* Text excerpt *
-------------------------

Aug 302008


My first exposure to Robert Fripp was via Eno which quickly led to a love affair with King Crimson’s Discipline.

KC in turn led to exposure of Exposure his first proper solo album (his two previous releases were credited to Fripp & Eno).

Chris Stein directed this 1979 promo.

The UK music mag, WIRE said that Exposure is

the Sergeant Pepper of avant punk.

That is certainly debatable but it would for sure be a part of that debate. (In fact it is. See the Avant Punk nomination thread below.)

Exposure is chock full o’ the who’s-who of the late ’70s intellectual, stool-sitting, headless guitar and tapeloop set; Barry Andrews, Phil Collins, Eno, Peter Gabriel, Tony Levin and Daryl Hall. Yes, that Daryl Hall.

SIDEBAR: Then current Fripp girlfriend, Joanna Walton, wrote most of the lyrics. Joanna died in 1993 as a passenger of Pan Am Flight 103.

Exposure is rife with the stuff of rock-nerd legends. There are pages and pages about this all over the web. Daryl Hall, yes that Daryl Hall, was supposed to sing on all of Exposure (and did) but Daryl’s current label, RCA, feared it would interfere with Daryl’s commercial career. (This turns out to be ironic. Stay tuned.) He ended up appearing only on two songs. (You Burn Me Up I’m a Cigarette and North Star.) All the other vocals were redone by Terre Roach or Peter Hammill.

Here’s the album version of North Star.

North Star

Research turned up a webseries called Live From Daryl’s House which features live performances from, yeah that Daryl Hall’s house. Here is a version he and his “crew” did of North Star from Exposure just this year:

He’s chatting with his buds beforehand about Martha Stewart and stuff. Worth a listen just to catch a glimpse of his Philly accent.

-------------------------

* Dataset extract *
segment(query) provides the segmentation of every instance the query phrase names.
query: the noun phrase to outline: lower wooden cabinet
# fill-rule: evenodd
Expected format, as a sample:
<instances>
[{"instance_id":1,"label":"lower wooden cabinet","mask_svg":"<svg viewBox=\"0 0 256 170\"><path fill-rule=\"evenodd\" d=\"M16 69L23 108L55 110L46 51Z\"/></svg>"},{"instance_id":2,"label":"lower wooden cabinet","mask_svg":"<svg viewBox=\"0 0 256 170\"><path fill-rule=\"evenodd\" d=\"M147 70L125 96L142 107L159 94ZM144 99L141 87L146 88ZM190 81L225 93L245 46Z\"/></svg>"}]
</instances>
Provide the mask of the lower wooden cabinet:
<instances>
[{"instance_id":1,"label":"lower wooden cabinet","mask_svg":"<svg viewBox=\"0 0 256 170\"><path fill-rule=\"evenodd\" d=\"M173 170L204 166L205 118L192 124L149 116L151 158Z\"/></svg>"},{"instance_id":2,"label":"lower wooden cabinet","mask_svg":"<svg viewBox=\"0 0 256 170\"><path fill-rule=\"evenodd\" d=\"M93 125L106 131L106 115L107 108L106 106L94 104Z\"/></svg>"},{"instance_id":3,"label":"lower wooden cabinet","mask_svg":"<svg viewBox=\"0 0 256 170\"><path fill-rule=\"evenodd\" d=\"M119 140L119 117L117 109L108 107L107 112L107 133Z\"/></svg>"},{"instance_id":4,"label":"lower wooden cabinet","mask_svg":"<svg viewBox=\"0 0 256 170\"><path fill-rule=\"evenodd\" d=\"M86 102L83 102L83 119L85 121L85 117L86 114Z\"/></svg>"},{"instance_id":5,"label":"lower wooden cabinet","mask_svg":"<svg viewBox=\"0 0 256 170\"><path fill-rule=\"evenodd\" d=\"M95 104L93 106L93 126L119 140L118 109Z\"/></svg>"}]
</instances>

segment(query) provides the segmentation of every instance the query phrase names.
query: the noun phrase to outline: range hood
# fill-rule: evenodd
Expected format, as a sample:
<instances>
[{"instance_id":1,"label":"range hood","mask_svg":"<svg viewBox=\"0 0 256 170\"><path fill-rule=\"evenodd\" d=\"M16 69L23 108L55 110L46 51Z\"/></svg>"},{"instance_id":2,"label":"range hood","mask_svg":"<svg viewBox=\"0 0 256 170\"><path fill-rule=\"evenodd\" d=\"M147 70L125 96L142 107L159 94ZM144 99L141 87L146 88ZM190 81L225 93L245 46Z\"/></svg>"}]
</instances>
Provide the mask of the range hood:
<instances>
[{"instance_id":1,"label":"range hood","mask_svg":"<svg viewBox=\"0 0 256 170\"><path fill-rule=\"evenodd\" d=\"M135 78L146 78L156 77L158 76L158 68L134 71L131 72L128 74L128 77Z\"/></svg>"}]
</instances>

-------------------------

* Problem details *
According to the post on Fripp's Exposure, who wrote most of the album's lyrics? The material is separate from the text.

* Answer to the task *
Joanna Walton